**Goal**
Return the following items line for line, with no changes of any kind.

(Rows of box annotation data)
┄┄┄┄┄┄┄┄┄┄┄┄┄┄┄┄┄┄┄┄
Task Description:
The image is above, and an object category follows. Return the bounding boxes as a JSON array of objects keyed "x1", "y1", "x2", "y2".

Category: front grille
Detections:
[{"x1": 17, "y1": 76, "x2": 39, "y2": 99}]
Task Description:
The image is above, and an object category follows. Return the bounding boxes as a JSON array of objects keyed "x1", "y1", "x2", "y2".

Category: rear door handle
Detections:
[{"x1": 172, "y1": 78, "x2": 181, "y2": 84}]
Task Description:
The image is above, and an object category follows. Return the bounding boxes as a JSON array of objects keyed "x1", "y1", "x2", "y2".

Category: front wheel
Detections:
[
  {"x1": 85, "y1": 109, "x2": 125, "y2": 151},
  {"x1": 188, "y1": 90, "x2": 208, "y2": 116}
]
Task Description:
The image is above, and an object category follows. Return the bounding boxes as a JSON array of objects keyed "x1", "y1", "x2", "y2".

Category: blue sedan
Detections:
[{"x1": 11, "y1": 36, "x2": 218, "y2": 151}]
┄┄┄┄┄┄┄┄┄┄┄┄┄┄┄┄┄┄┄┄
**Result of this exercise**
Task Description:
The image is above, and an object category follows. Return the bounding boxes as a JSON array of objects keyed "x1", "y1", "x2", "y2".

Category: front grille
Detections:
[{"x1": 17, "y1": 76, "x2": 39, "y2": 99}]
Task Description:
The image is above, and an object category follows. Return the bounding boxes as a JSON array of objects keyed "x1", "y1", "x2", "y2".

Category: rear door handle
Detections:
[{"x1": 172, "y1": 78, "x2": 181, "y2": 84}]
Task Description:
The image is above, and an object category follows. Return the bounding boxes as a JSON array of objects keyed "x1", "y1", "x2", "y2".

Category: front wheel
Detections:
[
  {"x1": 85, "y1": 109, "x2": 125, "y2": 151},
  {"x1": 188, "y1": 90, "x2": 208, "y2": 116}
]
Task Description:
The image is above, and an object category follows. Return the bounding boxes as a JSON array of objects keyed "x1", "y1", "x2", "y2".

Category: blue sedan
Detections:
[{"x1": 11, "y1": 36, "x2": 218, "y2": 151}]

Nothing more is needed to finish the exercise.